(25-02-2018, 23:54)Diego10 napisał(a): Jezeli ktos tu ma prawo do skarg, to tylko ja, ostrzezonko zaliczylam, moja tworczosc na ksiezycu, to jest dopiero tragedia
A ja zgarnąłem Jackpot w europejskim lotto!
Za co niby miałaś dostać dzisiaj to ostrzeżenie?
dwa tygodnie temu należało ci się 5, a jak wszyscy widzimy nadal tu jesteś, więc o czym mowa?
(26-02-2018, 00:22)iberte napisał(a): Polskie poczucie humoru nie jest zadnym mitem.
Mamy i to wysmienite..... dopoki do stolu nie przysiadzie sie Karl Heinz, czy inny Peter z domu Müller.
Ale Stefek Mueller z Wuppertalu może się przysiąść?
(26-02-2018, 00:02)ferdydurke napisał(a): (...)
W tym roku na Rosenmontag poraz trzeci z koleji zakpiono w Duesseldorfie z wodza narodu i polski odgłos niezadowolenia rozniósł się po całym świecie.
Przeciw humorowi karnawalistów z D-dorfu protestowali Polacy na obu półkulach, od Sydney po Chicago, oraz od Johannesburga po Oslo.
Jak więc to z nami jest?
Mamy poczucie humoru, czy jest to tylko mit?
A gdzie to było słychać ten głos niezadowolenia
I kim są niby ci protestujacy Polacy od Sydney po Chicago?
Nie przesadzajmy!
Karnawalem w NRW tak się znowu nie interesują....ani w Ameryce ani w Australii. Ani chyba w Polsce też nie.
Ja te kukły widziałam i jakoś nie wywołały one mojego oburzenia.
Karnawał kieruje się swoimi prawami i kto o tym nie wie nie powinien w nim ani brać udziału ani go oglądać.

* _Zestawienie danych_
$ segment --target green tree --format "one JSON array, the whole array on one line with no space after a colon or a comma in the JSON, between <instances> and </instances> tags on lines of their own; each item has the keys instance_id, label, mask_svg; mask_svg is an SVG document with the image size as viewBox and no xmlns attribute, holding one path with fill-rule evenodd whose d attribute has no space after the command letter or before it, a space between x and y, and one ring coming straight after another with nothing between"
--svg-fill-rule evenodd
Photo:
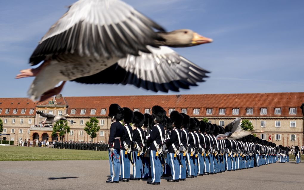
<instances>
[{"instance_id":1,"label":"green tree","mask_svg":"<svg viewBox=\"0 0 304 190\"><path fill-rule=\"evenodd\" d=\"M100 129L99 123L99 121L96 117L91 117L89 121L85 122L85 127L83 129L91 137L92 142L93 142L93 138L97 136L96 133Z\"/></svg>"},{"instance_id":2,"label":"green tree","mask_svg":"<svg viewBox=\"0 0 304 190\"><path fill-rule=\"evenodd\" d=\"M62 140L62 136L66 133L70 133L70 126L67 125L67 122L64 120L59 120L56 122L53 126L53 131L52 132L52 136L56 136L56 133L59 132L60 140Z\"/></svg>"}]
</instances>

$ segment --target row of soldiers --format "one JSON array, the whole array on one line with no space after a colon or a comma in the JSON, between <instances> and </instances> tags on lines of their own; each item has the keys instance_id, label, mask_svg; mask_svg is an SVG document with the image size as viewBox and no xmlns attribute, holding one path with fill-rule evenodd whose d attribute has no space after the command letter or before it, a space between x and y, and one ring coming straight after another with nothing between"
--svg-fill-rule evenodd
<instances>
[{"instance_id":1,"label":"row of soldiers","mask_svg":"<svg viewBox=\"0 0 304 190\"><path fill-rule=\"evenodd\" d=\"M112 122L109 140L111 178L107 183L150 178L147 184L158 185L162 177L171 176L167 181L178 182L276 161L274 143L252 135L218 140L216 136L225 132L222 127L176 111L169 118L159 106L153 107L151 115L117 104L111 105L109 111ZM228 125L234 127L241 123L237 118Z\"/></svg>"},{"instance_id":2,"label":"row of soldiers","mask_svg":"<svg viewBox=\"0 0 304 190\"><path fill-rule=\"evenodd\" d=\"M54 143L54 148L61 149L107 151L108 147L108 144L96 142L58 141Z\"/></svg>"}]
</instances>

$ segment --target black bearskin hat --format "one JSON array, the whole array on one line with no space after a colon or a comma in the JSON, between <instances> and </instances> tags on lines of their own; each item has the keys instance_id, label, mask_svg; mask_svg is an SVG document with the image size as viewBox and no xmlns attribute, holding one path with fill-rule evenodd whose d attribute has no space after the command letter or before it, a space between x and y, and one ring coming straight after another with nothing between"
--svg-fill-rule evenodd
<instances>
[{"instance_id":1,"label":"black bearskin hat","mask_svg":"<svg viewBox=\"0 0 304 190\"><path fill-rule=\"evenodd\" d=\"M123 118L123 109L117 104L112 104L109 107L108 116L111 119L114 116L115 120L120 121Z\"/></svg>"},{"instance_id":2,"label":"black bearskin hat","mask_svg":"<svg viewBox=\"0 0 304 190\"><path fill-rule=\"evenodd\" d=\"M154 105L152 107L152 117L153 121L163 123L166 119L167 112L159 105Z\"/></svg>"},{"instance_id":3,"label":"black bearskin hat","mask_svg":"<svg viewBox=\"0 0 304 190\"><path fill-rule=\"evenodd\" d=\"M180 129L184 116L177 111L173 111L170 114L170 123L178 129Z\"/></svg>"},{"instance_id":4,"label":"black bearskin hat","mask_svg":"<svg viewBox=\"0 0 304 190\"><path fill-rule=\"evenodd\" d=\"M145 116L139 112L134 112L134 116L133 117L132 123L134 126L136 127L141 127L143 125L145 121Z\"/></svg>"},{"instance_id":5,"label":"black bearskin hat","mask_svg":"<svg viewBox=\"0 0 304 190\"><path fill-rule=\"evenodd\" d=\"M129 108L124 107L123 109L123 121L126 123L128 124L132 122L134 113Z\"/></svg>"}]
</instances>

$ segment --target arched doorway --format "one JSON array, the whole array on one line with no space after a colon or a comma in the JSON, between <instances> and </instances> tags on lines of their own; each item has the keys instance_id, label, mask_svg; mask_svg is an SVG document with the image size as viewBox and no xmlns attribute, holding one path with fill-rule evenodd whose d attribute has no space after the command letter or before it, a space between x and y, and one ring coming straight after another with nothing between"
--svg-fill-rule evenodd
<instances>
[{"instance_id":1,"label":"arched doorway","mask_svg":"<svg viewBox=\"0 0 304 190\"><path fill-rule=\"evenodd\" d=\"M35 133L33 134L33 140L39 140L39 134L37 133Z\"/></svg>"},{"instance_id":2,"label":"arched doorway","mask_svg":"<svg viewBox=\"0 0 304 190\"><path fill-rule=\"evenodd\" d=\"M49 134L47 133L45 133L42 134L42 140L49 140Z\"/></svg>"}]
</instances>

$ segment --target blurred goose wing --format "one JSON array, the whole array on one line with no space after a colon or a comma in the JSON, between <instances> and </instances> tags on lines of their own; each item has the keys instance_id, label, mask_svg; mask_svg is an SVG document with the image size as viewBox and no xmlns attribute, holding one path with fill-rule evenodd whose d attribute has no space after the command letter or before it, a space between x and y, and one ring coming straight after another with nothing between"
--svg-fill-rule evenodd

* _Wymagania zadania_
W jakim mieście, według tekstu, na Rosenmontag po raz trzeci z rzędu zakpiono z wodza narodu? Odpowiadaj wyłącznie na podstawie tekstu.

* _Wynik zadania_
W Duesseldorfie.